## Task to carry out:
For the word "Mark", return each line of the data in which it occurs.

[Phrase grounding data]

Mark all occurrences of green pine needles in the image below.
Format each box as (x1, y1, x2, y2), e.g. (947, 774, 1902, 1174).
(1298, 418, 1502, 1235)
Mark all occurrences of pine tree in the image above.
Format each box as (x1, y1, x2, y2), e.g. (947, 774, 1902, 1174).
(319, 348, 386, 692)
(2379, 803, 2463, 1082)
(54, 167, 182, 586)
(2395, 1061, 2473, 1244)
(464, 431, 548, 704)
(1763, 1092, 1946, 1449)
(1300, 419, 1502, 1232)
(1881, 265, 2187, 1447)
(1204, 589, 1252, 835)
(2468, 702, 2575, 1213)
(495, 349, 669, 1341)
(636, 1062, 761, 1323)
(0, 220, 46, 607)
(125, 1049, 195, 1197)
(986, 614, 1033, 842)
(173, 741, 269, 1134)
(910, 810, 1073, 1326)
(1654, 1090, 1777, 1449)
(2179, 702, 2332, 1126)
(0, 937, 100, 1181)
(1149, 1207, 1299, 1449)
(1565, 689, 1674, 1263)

## Answer below:
Mark all occurrences of green pine needles in the image below.
Mark all occurrences of pine tree in the image above.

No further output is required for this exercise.